▶ **Task objective**
Omit the pictures, and output the rest of the entries exactly as written.

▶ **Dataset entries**
============
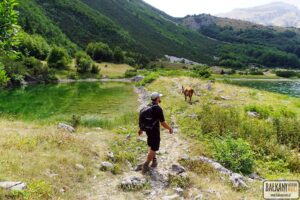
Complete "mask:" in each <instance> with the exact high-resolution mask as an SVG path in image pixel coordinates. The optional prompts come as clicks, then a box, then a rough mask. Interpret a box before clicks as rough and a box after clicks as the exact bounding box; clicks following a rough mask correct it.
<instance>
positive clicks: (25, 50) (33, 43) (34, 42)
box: [18, 33, 50, 60]
mask: <svg viewBox="0 0 300 200" xmlns="http://www.w3.org/2000/svg"><path fill="white" fill-rule="evenodd" d="M18 46H19V51H20V52H21V53H22V54H23V55H25V56H33V57H35V58H38V59H41V60H45V59H46V58H47V56H48V54H49V52H50V46H49V45H48V43H47V42H46V40H45V39H44V38H43V37H41V36H39V35H28V34H26V33H22V34H21V36H20V44H19V45H18Z"/></svg>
============
▶ **Output of the exercise**
Complete "mask:" in each <instance> with the exact high-resolution mask as an SVG path in image pixel coordinates. The optional prompts come as clicks, then a box, then a rough mask. Interpret a box before clicks as rough and a box after clicks as the exact bounding box; clicks following a rough mask correct it.
<instance>
positive clicks: (25, 50) (33, 43) (34, 42)
box: [18, 33, 50, 60]
mask: <svg viewBox="0 0 300 200" xmlns="http://www.w3.org/2000/svg"><path fill="white" fill-rule="evenodd" d="M18 46H19V51H20V52H21V53H22V54H23V55H25V56H33V57H35V58H38V59H41V60H45V59H46V58H47V56H48V54H49V52H50V46H49V45H48V43H47V42H46V40H45V39H44V38H43V37H41V36H39V35H28V34H26V33H22V34H21V36H20V44H19V45H18Z"/></svg>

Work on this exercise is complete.